### Fragmento del texto
+ + + + +
Nunca fui tan admirador de leer
como puede parecer que lo soy, es cierto que cuando paso por una librería me
gusta mirar sus vitrinas, no solo por curiosidad cultural, realmente deseo un
objeto de consumo, cooptado como cualquiera frente lo que considero un
verdadero lujo. Pero no me parece nada muy especial, en cambio, como el
fetichista que soy siempre sentí atracción por las librerías de segunda mano y
en mi ciudad habían muchas. Desde el olor a papel y hojas rancias, hasta el
montículo de revistas antiguas, nunca desdeñe esos templos de reciclaje, en los
que podían convivir en una misma estantería
títulos tan paradigmáticos como disimiles (Una vez encontré una folletinesca versión de
El manifiesto junto a Mi Lucha), pero más allá de la curiosidad, las librerías
de segunda mano guardaban una sensación de "vida" que se transmitía
en sus libros, por supuesto muchas veces termine vendiendo a precios irrisorios
algunos libros de mi colección con los que pensé después no podría vivir.
El libro como objeto, el deleite
por una edición pulcra y estética, no es mi incumbencia, pero supongo que sólo
un libro permite esos gestos con los que parece que uno quiere atrapar cierta
esencia (como cuando pegábamos sus
páginas a nuestra nariz e inspirábamos profundamente), eso no lo puedes hacer
con un PDF. En su tiempo me volvían loco las ediciones de Anagrama, sus
portadas coloridas, hipster, cool. Los libros de Anagrama los hojeaba poco y
los contemplaba mucho, después poco a poco ese estricto orden de coleccionista
me empezó a importar cada vez menos, lo que no hace que valore y sea un gran
fanático de quienes sí consiguen estampar su colección personal a través del
tiempo. Siento fascinación y placer cuando entro a una casa y veo que la
persona que vive allí tiene una colección de libros considerable y variada,
como dirían los raperos de Brooklin RESPECT. Pero ese ya no es mi camino.
+ + + + +
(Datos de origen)
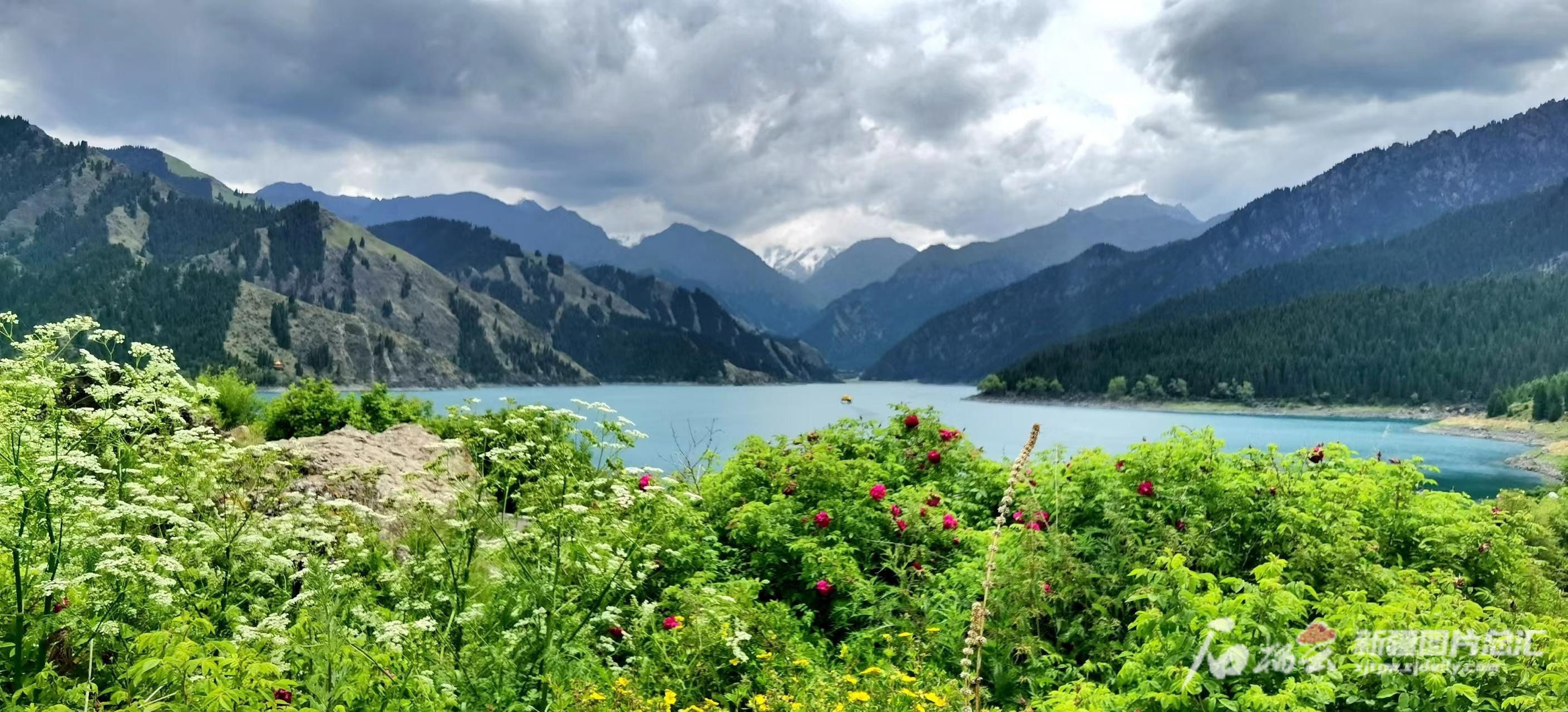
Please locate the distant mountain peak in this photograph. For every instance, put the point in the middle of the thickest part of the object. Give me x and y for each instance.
(1137, 207)
(798, 264)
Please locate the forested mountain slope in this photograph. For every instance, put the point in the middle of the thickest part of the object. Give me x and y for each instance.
(742, 281)
(526, 223)
(167, 267)
(1373, 195)
(1452, 343)
(857, 328)
(1503, 238)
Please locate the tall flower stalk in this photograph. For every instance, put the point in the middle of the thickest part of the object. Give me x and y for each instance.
(974, 639)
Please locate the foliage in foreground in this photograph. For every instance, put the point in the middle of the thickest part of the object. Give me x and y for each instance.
(313, 407)
(156, 565)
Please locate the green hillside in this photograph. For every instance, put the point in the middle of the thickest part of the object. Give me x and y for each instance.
(1452, 343)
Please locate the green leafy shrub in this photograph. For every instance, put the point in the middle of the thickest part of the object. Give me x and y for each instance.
(377, 410)
(234, 402)
(308, 408)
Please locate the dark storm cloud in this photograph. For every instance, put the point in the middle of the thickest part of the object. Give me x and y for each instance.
(708, 106)
(1245, 62)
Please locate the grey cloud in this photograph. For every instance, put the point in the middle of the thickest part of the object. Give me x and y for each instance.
(581, 101)
(1247, 62)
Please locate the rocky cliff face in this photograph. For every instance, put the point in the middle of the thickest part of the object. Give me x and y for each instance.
(1368, 196)
(226, 281)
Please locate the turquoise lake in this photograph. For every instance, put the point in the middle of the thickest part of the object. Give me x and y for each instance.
(678, 416)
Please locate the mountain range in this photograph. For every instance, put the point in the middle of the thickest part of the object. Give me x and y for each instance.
(857, 328)
(167, 255)
(622, 327)
(681, 255)
(798, 263)
(1369, 196)
(1449, 311)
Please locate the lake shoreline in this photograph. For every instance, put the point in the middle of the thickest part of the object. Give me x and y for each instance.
(1548, 458)
(1219, 408)
(1551, 449)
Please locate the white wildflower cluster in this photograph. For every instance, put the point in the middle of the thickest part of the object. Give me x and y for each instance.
(736, 639)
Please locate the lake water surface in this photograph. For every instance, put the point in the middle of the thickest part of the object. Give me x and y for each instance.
(675, 416)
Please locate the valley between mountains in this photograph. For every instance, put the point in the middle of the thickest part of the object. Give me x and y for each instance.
(1419, 272)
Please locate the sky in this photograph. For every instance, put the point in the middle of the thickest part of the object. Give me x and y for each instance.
(788, 123)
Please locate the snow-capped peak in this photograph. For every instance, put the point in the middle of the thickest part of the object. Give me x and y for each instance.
(797, 263)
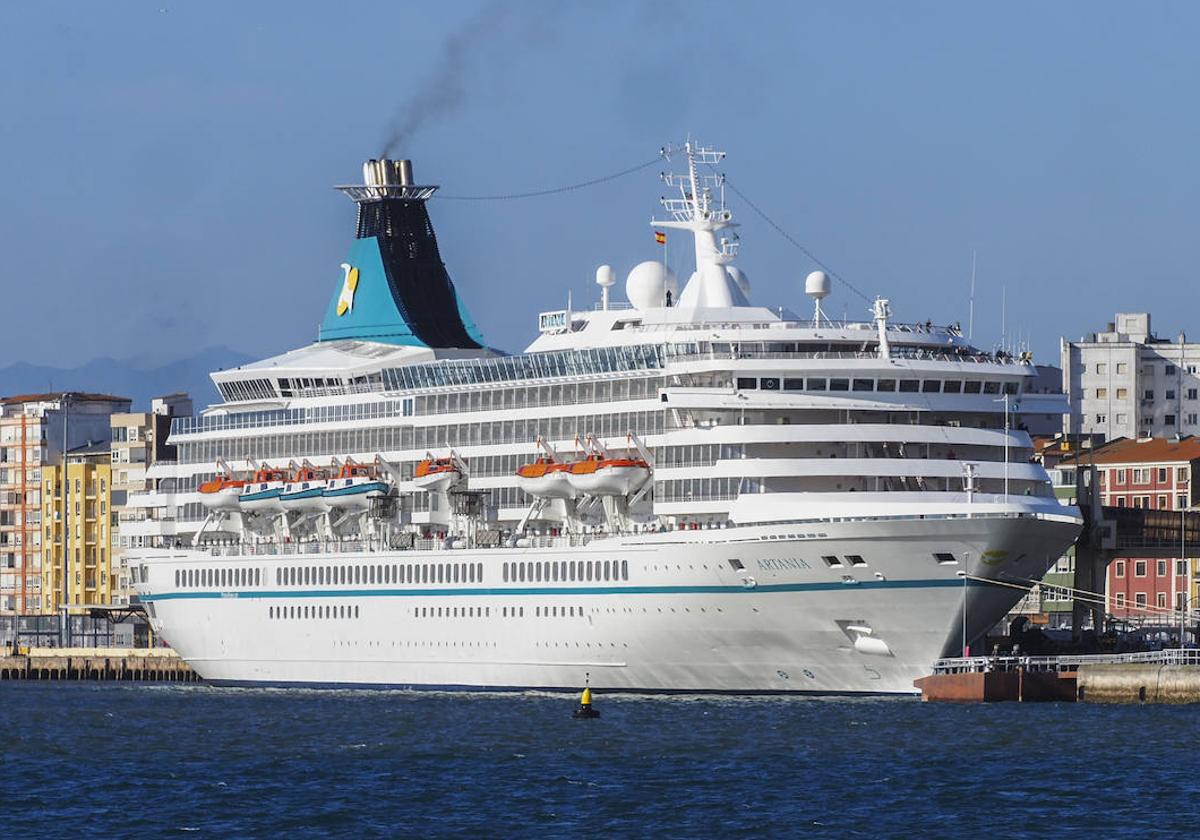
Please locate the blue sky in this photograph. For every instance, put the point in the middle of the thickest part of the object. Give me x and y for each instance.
(166, 168)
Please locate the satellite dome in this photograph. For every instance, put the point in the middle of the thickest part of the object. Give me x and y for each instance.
(816, 285)
(739, 279)
(606, 276)
(648, 283)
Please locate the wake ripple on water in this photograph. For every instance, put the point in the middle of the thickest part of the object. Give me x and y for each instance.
(237, 762)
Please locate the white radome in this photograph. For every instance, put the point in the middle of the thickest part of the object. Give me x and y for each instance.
(816, 285)
(606, 276)
(648, 283)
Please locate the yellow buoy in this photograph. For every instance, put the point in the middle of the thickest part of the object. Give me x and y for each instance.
(586, 709)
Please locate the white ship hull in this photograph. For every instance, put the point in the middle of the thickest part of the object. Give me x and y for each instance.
(684, 621)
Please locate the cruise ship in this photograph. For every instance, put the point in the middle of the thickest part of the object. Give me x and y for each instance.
(676, 492)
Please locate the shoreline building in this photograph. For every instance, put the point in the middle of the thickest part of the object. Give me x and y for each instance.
(31, 438)
(1128, 383)
(85, 522)
(1149, 474)
(138, 443)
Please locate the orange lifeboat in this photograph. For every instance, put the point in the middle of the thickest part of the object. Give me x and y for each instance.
(437, 474)
(221, 493)
(262, 493)
(354, 487)
(546, 479)
(600, 475)
(305, 490)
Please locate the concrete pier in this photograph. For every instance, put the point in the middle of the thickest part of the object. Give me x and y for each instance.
(1115, 683)
(1151, 677)
(157, 665)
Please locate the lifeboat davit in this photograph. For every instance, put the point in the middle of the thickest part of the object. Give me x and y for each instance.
(354, 486)
(305, 491)
(221, 493)
(599, 475)
(437, 475)
(262, 493)
(545, 479)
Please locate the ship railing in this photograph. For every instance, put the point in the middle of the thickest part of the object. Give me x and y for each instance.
(234, 549)
(897, 353)
(1065, 663)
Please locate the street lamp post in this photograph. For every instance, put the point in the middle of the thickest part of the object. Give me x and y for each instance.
(966, 569)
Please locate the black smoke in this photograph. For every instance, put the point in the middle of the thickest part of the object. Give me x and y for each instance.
(445, 89)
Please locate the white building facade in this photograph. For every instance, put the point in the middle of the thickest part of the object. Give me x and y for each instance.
(1126, 382)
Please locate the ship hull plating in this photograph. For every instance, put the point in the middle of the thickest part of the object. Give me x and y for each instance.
(742, 610)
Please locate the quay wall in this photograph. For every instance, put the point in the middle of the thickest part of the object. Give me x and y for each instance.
(1137, 683)
(159, 665)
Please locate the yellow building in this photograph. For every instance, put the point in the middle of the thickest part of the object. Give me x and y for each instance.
(88, 527)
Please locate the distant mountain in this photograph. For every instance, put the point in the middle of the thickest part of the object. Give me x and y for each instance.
(136, 378)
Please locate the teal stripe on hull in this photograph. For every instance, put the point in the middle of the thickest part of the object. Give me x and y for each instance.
(355, 490)
(492, 592)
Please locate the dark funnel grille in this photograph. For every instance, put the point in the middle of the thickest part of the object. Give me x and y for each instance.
(418, 277)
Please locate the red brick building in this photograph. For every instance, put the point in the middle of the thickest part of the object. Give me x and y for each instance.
(1155, 474)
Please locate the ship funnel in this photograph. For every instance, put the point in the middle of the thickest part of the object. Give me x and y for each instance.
(394, 287)
(383, 173)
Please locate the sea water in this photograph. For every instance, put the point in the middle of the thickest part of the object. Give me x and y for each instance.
(121, 760)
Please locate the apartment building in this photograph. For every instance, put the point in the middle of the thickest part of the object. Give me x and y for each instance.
(1128, 383)
(34, 431)
(1152, 474)
(139, 441)
(81, 514)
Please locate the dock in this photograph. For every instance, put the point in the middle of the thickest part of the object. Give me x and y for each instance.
(153, 665)
(1169, 676)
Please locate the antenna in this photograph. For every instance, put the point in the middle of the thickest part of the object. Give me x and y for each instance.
(971, 310)
(1003, 317)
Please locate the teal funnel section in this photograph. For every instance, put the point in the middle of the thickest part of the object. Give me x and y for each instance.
(372, 313)
(397, 299)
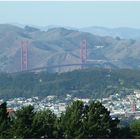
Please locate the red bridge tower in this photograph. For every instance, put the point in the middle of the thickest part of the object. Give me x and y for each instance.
(24, 55)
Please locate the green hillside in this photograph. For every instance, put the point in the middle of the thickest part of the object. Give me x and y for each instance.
(89, 83)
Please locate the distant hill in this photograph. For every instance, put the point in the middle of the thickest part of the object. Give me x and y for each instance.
(89, 83)
(62, 46)
(122, 32)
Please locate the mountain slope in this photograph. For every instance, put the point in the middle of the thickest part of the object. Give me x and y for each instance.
(62, 46)
(122, 32)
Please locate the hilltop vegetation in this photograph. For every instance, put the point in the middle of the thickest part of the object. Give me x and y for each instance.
(89, 83)
(78, 121)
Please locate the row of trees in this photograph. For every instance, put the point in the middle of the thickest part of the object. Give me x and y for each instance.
(78, 121)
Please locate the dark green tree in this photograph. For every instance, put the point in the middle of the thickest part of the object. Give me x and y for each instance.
(88, 121)
(98, 122)
(72, 121)
(44, 124)
(135, 129)
(22, 127)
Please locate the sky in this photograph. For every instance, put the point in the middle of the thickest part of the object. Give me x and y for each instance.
(74, 14)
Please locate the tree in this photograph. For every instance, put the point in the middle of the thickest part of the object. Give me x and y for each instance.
(135, 129)
(5, 122)
(98, 122)
(22, 127)
(88, 121)
(44, 124)
(72, 121)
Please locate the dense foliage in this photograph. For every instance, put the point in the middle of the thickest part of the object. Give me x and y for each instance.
(78, 121)
(81, 83)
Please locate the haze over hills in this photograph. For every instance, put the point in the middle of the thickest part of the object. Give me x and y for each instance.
(122, 32)
(62, 46)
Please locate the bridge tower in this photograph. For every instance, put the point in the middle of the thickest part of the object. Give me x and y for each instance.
(83, 52)
(24, 55)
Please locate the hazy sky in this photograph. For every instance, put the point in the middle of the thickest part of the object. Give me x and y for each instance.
(74, 14)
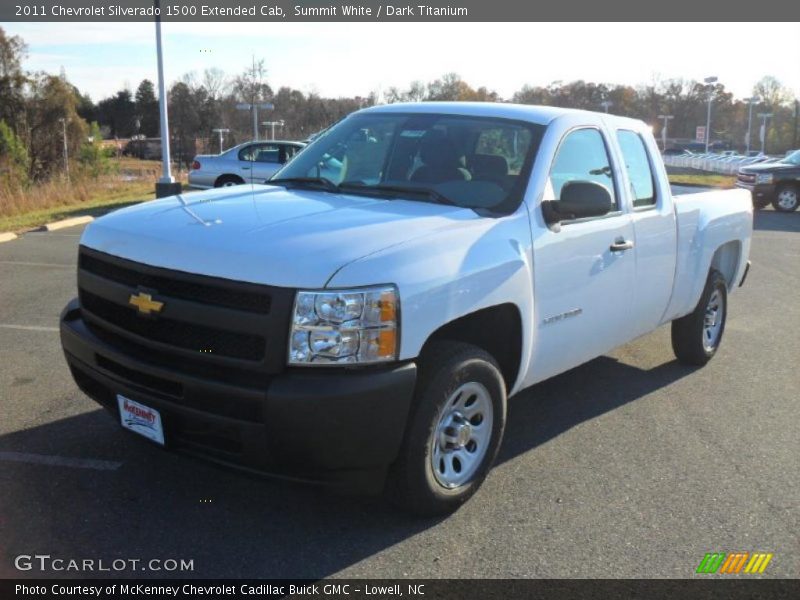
+ + + + +
### Objetivo
Por favor, copia del texto sobre las librerías el tramo que va desde "El libro como" hasta "es mi camino.".

### Respuesta
El libro como objeto, el deleite
por una edición pulcra y estética, no es mi incumbencia, pero supongo que sólo
un libro permite esos gestos con los que parece que uno quiere atrapar cierta
esencia (como cuando pegábamos sus
páginas a nuestra nariz e inspirábamos profundamente), eso no lo puedes hacer
con un PDF. En su tiempo me volvían loco las ediciones de Anagrama, sus
portadas coloridas, hipster, cool. Los libros de Anagrama los hojeaba poco y
los contemplaba mucho, después poco a poco ese estricto orden de coleccionista
me empezó a importar cada vez menos, lo que no hace que valore y sea un gran
fanático de quienes sí consiguen estampar su colección personal a través del
tiempo. Siento fascinación y placer cuando entro a una casa y veo que la
persona que vive allí tiene una colección de libros considerable y variada,
como dirían los raperos de Brooklin RESPECT. Pero ese ya no es mi camino.